The problem in the new hotel was invisible to guests, but it mattered to the people who worked there. So when the chairman of Winegardner & Hammons, a hotel development and management company, visited the new property in Cincinnati, the general manager took him to the spot where a trash chute emptied – right next to employees’ lockers.
The design of the small space is inadequate, the general manager explained. And it sends the wrong message to associates. The next day, the chairman ordered a guest room be taken offline to create a space for the workers away from the garbage chute.
This immediate response, says Kent Bruggeman, executive vice president of Winegardner & Hammons, demonstrates the company’s commitment to do right by its staff as part of a five-point mission: excelling in customer satisfaction, human resources, product quality, profitability, and growth. These points guide decision making for all 2,700 employees. They are principles embedded in the company’s workforce management, from hiring decisions to training programs and career paths. And they have led to growth at a company recognized for being a great place to work.
Exception to the Rule
From the perspective of employees who don’t work for Winegardner & Hammons, however, this kind of rapid response is not only admirable, it’s unusual.
Many workplaces are experiencing a crisis of discontent. The great recession has passed, but employment has not recovered and the pressure to achieve greater results with the same or fewer resources is management’s mantra. Smart mobile devices and social media networks can be entertaining, but they also represent another 24×7 tether to bosses and colleagues. Young people struggle to find work as older workers elongate their careers. And even when the young people find their way in, they often encounter a bewildering array of up to four (and sometimes five) generations, each with their own expectations and tendencies, in the corporate cafeteria.
Researchers find that this mélange of forces disorients workers and loosens their ties to employers. Gallup reports that 70% of American workers are either emotionally disconnected or actively seeking to hurt their companies, costing a half-billion dollars annually in lost productivity. Sixty-nine percent of American adults say work is a major source of stress, according to the American Psychological Association. And Deloitte notes that more than half of global human resources executives report they lack the capabilities to help overwhelmed employees manage their information and work schedules.
Employers recognize that indicators like these require a response. Of the 2,500 executives surveyed by Deloitte, 79% rate employee retention and engagement as an important or urgent management issue.
Engagement Is Not a Strategy But a Set of Principles
Addressing employee engagement is not a strategy by itself, experts say, but rather a set of principles that when applied well make organizations not only better places to work but also more productive and profitable. When making organizational changes, questions such as “How does this affect how employees feel about working here?” and “How will this motivate people to perform their best?” should be part of the planning.
Connecting the answers to business strategy fosters a culture that benefits both employees and the company. “Engagement by itself doesn’t do anything, just like a full gas tank by itself doesn’t do anything. It has to be channeled in directions that organizations find valuable,” says Scott Brooks, vice president of OrgVitality, a consultancy that works with organizations on engagement.

Input data:

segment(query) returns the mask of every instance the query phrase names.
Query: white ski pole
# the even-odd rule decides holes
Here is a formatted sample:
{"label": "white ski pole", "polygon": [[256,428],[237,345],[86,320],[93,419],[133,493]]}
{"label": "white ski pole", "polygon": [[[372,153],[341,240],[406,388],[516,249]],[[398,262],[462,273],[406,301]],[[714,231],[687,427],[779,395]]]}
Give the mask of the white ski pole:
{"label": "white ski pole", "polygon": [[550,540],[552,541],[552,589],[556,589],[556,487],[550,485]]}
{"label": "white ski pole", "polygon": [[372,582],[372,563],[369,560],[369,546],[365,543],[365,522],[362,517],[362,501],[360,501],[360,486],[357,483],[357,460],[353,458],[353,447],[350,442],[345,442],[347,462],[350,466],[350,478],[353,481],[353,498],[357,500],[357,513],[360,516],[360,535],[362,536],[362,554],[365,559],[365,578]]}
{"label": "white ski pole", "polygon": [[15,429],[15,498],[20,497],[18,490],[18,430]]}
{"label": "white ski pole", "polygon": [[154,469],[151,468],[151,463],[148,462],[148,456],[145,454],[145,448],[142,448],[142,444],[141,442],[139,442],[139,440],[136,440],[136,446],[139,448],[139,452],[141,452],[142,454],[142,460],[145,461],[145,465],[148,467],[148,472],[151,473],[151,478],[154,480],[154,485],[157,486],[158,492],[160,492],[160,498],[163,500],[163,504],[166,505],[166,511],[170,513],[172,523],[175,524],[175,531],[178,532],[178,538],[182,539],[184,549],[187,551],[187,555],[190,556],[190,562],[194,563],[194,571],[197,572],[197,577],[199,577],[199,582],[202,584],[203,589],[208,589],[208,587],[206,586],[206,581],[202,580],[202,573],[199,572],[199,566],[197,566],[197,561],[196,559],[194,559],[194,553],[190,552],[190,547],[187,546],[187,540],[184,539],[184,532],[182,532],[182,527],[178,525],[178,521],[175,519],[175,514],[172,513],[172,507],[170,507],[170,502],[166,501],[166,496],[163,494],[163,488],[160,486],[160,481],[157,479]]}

Description of the task:
Reproduce, word for word, the stretch of the employee engagement passage above from "Connecting the answers" through "organizations on engagement.".

Exercise output:
Connecting the answers to business strategy fosters a culture that benefits both employees and the company. “Engagement by itself doesn’t do anything, just like a full gas tank by itself doesn’t do anything. It has to be channeled in directions that organizations find valuable,” says Scott Brooks, vice president of OrgVitality, a consultancy that works with organizations on engagement.